» Document section

==*==

This memoir, published in 1994 when Wurtzel was 27, may have been notable when depression was discussed less openly and memoirs weren't as common. I'm surprised it made the list of "essential reading" my book club was using, when now there are so many other mental health memoirs to choose from. I found Wurtzel's account tiresome, repetitive, and not especially successful at conveying her experience beyond the out-of-control episodes she describes ad nauseam.
My fellow book club members were also not fans of PROZAC NATION, and we decided we're done with that reading list. We haven't finalized our new system for choosing books, but the first member pick is THE HATE U GIVE:
→ THE HATE U GIVE by Angie Thomas: Starr was best friends with Khalil when they were younger, but she's lost touch with him now that she attends a private school where she and her brothers are among the few Black students. Starr is happy to run into Khalil at a party, then concerned by the signs that he's dealing drugs and may have joined one of the gangs that control the neighborhood. Before she has a chance to find out, a white cop shoots Khalil during a traffic stop, and Starr watches him die. As a witness to this horrific tragedy, Starr's testimony might be able to win justice for Khalil, but she also fears the attention if her identity as the witness becomes widely known. So at school, far from her neighborhood, she doesn't let on that she even knew the victim of this latest police shooting, and she has to remain silent as people talk about Khalil as a thug who got what he deserved.

==*==

» Problem to solve
Continue the book club post about PROZAC NATION and THE HATE U GIVE after its last sentence.

==*==

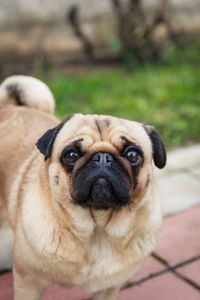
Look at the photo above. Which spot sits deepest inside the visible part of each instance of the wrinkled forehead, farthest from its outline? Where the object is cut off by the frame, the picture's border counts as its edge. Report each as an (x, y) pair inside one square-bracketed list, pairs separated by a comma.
[(101, 129)]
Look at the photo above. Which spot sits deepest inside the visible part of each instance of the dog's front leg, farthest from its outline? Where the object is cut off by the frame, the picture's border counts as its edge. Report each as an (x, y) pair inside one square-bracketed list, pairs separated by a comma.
[(109, 294), (26, 288)]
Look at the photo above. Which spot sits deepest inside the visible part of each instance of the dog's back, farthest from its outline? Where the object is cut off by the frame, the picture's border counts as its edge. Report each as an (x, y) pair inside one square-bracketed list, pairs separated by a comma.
[(26, 108)]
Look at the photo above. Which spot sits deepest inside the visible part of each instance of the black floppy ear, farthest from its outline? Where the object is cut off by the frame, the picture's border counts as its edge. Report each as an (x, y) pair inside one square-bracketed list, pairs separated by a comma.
[(45, 143), (159, 152)]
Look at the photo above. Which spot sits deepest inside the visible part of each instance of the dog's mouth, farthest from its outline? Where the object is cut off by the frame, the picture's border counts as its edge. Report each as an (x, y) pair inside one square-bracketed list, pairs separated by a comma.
[(102, 194)]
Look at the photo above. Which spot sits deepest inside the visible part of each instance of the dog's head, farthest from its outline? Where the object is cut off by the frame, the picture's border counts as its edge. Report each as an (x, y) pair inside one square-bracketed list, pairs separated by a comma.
[(101, 162)]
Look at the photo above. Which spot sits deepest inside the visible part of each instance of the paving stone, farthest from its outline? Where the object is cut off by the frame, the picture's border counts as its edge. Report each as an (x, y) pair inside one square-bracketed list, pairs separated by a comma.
[(165, 287), (179, 191), (182, 158), (179, 239), (6, 286), (178, 182), (150, 266), (191, 271)]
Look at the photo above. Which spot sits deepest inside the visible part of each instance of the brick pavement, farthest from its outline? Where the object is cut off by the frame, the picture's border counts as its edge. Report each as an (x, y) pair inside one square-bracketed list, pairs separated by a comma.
[(171, 273)]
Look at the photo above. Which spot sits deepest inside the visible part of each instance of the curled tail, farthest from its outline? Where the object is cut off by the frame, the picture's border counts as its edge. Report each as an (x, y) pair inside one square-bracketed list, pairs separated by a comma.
[(27, 91)]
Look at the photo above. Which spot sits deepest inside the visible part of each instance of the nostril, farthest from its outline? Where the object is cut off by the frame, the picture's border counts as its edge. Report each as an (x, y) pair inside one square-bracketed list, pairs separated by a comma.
[(108, 157), (97, 157), (102, 158)]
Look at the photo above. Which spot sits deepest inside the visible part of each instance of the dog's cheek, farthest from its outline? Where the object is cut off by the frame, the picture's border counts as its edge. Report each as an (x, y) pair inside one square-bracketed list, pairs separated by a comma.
[(144, 181), (60, 182)]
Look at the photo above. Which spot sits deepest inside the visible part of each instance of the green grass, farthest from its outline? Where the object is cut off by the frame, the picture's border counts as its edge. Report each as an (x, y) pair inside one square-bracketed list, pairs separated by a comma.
[(167, 96)]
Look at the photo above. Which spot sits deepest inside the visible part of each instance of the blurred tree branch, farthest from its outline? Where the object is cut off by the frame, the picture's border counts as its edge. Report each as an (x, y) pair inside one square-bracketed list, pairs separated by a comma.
[(135, 32)]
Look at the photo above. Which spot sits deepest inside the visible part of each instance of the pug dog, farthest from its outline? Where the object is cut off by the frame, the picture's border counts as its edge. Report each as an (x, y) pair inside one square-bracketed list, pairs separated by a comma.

==*==

» Answer area
The characters come to life right away in this novel, between Starr's narration that's imbued with her personality, the dialogue that captures the way real people talk, and everyone's well developed backstory. There are also realistic complexities in Starr's life that mean she doesn't always know how to feel. For example, she hates the officer who shot Khalil but hesitates over blanket anti-police slogans because her beloved uncle is also a cop. At times I felt things were a little too spelled out for the reader, which might be appropriate for the young adult audience, but overall I found this an engrossing and powerful story.
Good Stuff Out There:
→ At Literary Hub, Lauryn Chamberlain calculates the exponential difficulty of juggling many narrative voices: "As I started drafting, I embarked on my familiar exercise: writing a pivotal scene—a group ski trip gone wrong—from each of their four POVs, even as I knew the ultimate perspective I wanted to tell it from. Who knew what? Who would perceive which slights in this interaction, whose secrets would be revealed? And then I realized: Because all four characters are—or had been, at least—close friends, I wasn't simply handling four different views of the world. I was handling somewhere between six and twelve different relationships."